● **TASK**:
Nothing outside the range is wanted. Repeat exactly the lines below from the one with "Where can the bare" through the one with "Where can the blurred".

● **EXERCISE INPUTS**:
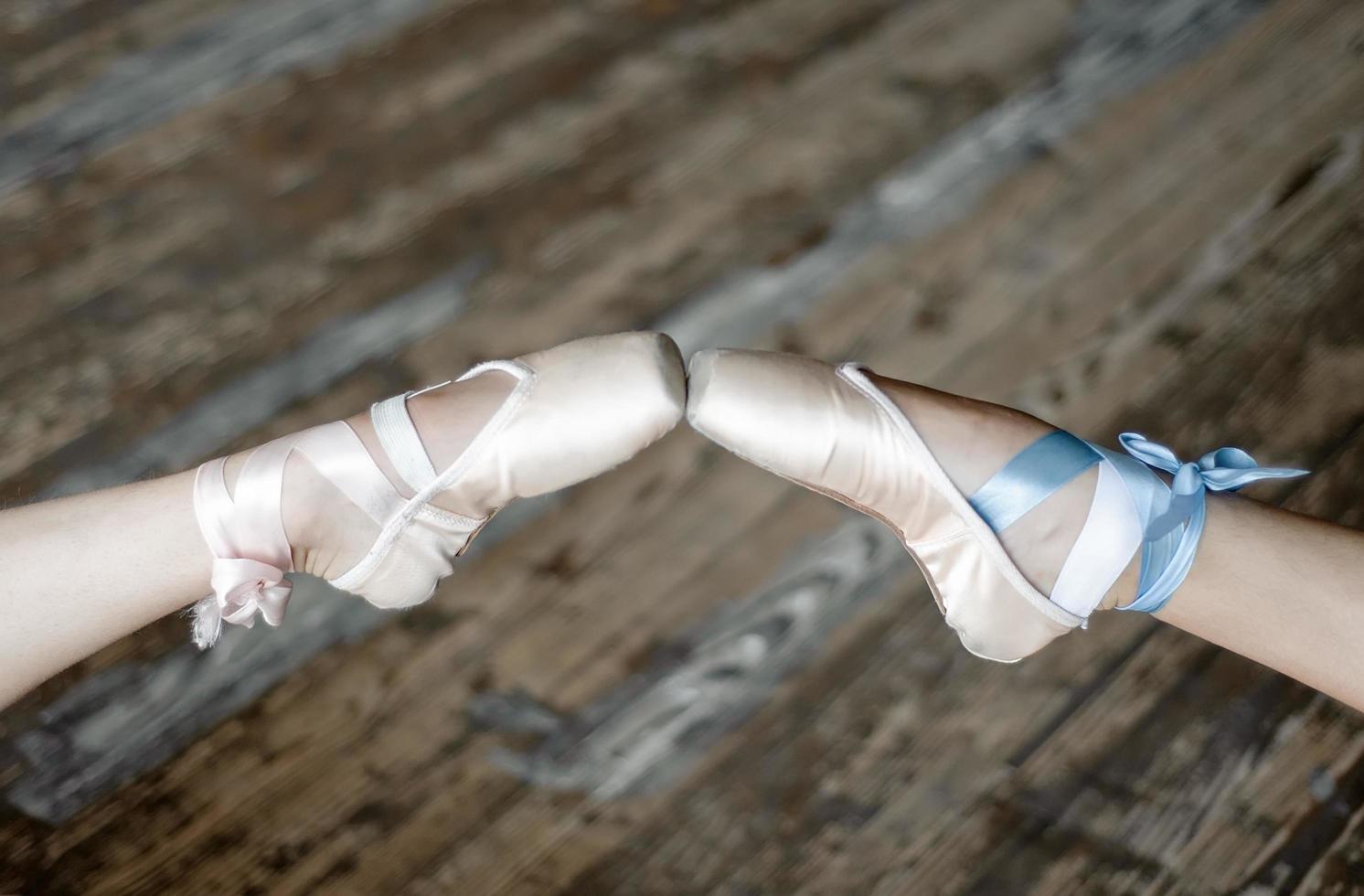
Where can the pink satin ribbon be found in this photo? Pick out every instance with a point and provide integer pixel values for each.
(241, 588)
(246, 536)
...
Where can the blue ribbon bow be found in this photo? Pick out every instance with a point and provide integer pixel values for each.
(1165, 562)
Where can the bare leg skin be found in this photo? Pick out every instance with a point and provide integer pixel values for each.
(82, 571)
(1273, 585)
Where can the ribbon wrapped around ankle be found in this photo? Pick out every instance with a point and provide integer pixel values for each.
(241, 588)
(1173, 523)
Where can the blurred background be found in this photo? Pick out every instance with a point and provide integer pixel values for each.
* * *
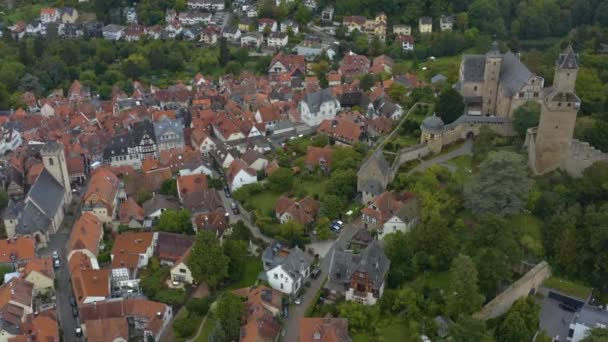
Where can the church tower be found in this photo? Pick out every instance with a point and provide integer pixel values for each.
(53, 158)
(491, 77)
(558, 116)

● **THE ANSWER**:
Where can the bare leg skin be found in this photo? Pick out every instance with a point and provide integer pixel values for each.
(82, 571)
(1273, 585)
Where can the ribbon wrapped around ankle be found in this photo? Pick out every instance with a point and provide integer pixel values for each.
(241, 588)
(1173, 523)
Where can the blurred background be found in this photo? Pick out every instance with a point and provide integer pixel values for each.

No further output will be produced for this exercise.